Extracted text.
__________

I'll be cooking at Deen's bbq thing at the food and wine fest in Miami next weekend. I'll let y'all know how it goes.


----------



## Zwiefel

tkern said:


> I'll be cooking at Deen's bbq thing at the food and wine fest in Miami next weekend. I'll let y'all know how it goes.



Please do...be interested to see how that plays out.


----------



## brainsausage

tkern said:


> I'll be cooking at Deen's bbq thing at the food and wine fest in Miami next weekend. I'll let y'all know how it goes.



I bet there's a butter shortage.


----------



## brainsausage

JohnnyChance said:


> Between the holidays and now restaurant week(s), just haven't had time to shave...or get a hair cut.
> 
> Honestly, I don't know. Just the way it is right now.



I'd like five minutes in a room alone with the bastard who implemented restaurant week...

Be good practice for that ancient Beatty I picked up...


----------



## mr drinky

brainsausage said:


> I'd like five minutes in a room alone with the bastard who implemented restaurant week...
> 
> Be good practice for that ancient Beatty I picked up...



+1, I absolutely hate restaurant weeks. I'm a consumer, and I think they suck and are a horrible idea.

k.


----------



## mano

We have RW here in Philly and my grown kids were excited to go with their friends. I was the buzz-kill but at least now they know.


----------



## knyfeknerd

Restaurant Week=Rookie Week
It's a lot like New Years. All the people that never go out to eat..........
..........Dummied-down menus. All the great tippers come out too.:hungry::cheffry::knifed::thebbq::cook::bbq::bbqsmoker::cookingegg::cooking::cookingdinner::theline::shots::feedkids:


----------



## boomchakabowwow

you guys are crazy!! celebrity cooks and all the insane stuff on TV has changed the game. the odd fellow that thought a can of chef boy R dee was a good substitute for a pasta dinner now is slowly trickling into becoming a foodie. 

people are cooking, buying better ingredients, better TOOLS (like your knives), and exploring different foods.

i have a friend that would only eat rice and soy sauce in a chinese restaurant. he is is now a decent cook because of (egads!) Giada. call me crazy, i think this is a good thing. i grew up in a foodie family. i had a hand in the game at an early age.


----------



## slowtyper

knyfeknerd said:


> *Michael Freakin' Symon!!!!*
> I'm not going to go on at length.............
> ......but I just saw Another Lay's potato chip commercial featuring Eva Longoria and Chef Michael Symon.

__________

Continue the forum thread on restaurant weeks and celebrity chefs from where it stops. The material has no connection to the forum thread on restaurant weeks and celebrity chefs.

__________

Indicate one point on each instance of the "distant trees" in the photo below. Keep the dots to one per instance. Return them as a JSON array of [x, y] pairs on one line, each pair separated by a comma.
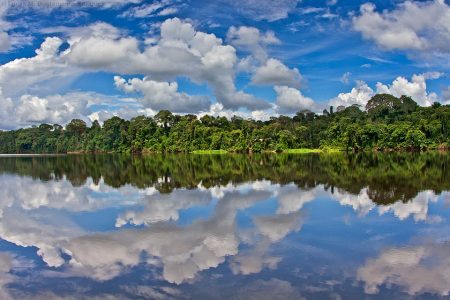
[[386, 123]]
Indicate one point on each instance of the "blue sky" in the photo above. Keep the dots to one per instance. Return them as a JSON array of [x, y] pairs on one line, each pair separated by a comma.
[[63, 59]]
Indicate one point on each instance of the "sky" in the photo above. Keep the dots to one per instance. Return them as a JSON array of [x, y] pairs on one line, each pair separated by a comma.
[[93, 59]]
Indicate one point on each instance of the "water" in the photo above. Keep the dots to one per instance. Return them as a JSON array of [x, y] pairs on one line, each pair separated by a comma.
[[367, 226]]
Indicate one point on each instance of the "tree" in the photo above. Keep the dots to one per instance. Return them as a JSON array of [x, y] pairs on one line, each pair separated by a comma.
[[76, 126]]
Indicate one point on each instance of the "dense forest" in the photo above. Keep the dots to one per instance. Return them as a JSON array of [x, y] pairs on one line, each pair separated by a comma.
[[386, 123]]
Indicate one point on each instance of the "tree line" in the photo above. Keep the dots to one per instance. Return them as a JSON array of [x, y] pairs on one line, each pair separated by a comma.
[[386, 123], [388, 177]]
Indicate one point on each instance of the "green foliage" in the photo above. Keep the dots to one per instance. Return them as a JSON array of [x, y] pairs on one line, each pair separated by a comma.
[[388, 177], [389, 123]]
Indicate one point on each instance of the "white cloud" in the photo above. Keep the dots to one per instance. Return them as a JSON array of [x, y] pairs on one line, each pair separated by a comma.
[[277, 227], [162, 95], [23, 74], [412, 25], [292, 200], [416, 88], [274, 72], [446, 95], [345, 78], [360, 95], [361, 203], [252, 40], [28, 85], [417, 269], [290, 100], [274, 289], [416, 207], [5, 276], [181, 51], [5, 42]]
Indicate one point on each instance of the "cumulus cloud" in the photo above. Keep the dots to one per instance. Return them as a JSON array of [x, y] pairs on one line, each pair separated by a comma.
[[5, 39], [5, 276], [345, 78], [361, 203], [412, 25], [251, 39], [292, 200], [446, 95], [416, 269], [416, 207], [290, 100], [275, 289], [28, 84], [359, 95], [277, 227], [23, 74], [274, 72], [181, 51], [416, 88]]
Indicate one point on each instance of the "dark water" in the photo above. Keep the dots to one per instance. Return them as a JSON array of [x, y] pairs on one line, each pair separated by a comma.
[[332, 226]]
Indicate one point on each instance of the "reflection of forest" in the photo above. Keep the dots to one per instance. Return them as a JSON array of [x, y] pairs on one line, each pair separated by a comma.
[[388, 176]]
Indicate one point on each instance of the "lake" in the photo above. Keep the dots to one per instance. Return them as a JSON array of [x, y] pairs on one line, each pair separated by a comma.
[[274, 226]]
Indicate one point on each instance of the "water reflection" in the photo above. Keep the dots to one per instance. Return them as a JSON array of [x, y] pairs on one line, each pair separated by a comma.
[[268, 225]]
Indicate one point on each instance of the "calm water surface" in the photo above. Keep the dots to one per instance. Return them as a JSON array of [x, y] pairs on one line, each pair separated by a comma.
[[225, 227]]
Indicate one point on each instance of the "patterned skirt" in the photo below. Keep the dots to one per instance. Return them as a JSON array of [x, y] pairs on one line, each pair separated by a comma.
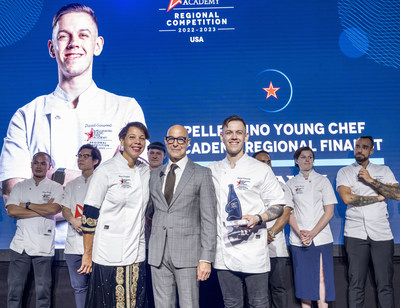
[[117, 286]]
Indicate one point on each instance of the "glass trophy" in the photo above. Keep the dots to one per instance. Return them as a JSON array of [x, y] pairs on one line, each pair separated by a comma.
[[234, 210]]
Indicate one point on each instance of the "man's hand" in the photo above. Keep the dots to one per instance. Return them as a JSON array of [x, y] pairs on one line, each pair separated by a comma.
[[306, 237], [252, 220], [365, 176], [76, 223], [271, 237], [86, 267], [203, 271]]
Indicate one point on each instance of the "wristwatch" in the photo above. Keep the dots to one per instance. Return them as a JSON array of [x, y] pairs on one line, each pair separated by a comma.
[[259, 219]]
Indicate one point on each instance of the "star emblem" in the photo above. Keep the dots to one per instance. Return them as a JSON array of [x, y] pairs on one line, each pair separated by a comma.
[[271, 91], [173, 3], [90, 134]]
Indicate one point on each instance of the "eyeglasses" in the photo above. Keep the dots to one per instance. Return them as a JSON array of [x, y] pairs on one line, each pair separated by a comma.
[[171, 140], [84, 156]]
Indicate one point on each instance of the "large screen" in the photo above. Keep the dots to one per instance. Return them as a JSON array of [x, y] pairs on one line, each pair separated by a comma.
[[316, 73]]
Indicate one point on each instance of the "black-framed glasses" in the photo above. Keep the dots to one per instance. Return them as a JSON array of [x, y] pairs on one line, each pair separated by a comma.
[[180, 140], [85, 156]]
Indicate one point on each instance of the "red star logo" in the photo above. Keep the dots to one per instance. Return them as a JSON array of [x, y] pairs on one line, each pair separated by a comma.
[[90, 134], [173, 3], [271, 91]]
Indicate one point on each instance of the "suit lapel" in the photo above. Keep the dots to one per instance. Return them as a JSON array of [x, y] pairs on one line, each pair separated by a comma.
[[186, 175], [159, 183]]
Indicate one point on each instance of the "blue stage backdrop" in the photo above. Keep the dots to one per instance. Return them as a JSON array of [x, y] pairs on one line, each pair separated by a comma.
[[317, 73]]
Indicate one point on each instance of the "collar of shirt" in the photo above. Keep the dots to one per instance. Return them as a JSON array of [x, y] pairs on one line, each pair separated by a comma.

__________

Response.
> This one is pimping:
> *Chicken and Waffle
> Sriracha
> Cheesy Garlic Bread*
> Flavored potato chips
> Disgusting-The Chips
> Sell Out-Michael Symon
> Hottie-Eva Longoria
> 
> LAME


I scanned your list and thought "hotie-eva longoria" was a chip flavour!


----------



## Chef Doom

Keep in mind that I only read the first page of this thread at the time of this posting.

Say what you will about Rachael Ray, and I'm pretty sure that I can cook much better than she can, but if she ever, and I do mean EVER, wants to give me a private cooking lesson at my place, or better yet her place, I can guarantee you that I will clear out my schedule for that day without fail. And I would brag about the aftermath to every cooking and tabloid magazine that is willing to believe my story. Of coarse, the only reason I watch her show is to catch moments when she closes a refrigerator door with her hips. I mostly watch it on mute.


----------



## The hekler

Chef Doom said:


> Keep in mind that I only read the first page of this thread at the time of this posting.
> 
> Say what you will about Rachael Ray, and I'm pretty sure that I can cook much better than she can, but if she ever, and I do mean EVER, wants to give me a private cooking lesson at my place, or better yet her place, I can guarantee you that I will clear out my schedule for that day without fail. And I would brag about the aftermath to every cooking and tabloid magazine that is willing to believe my story. Of coarse, the only reason I watch her show is to catch moments when she closes a refrigerator door with her hips. I mostly watch it on mute.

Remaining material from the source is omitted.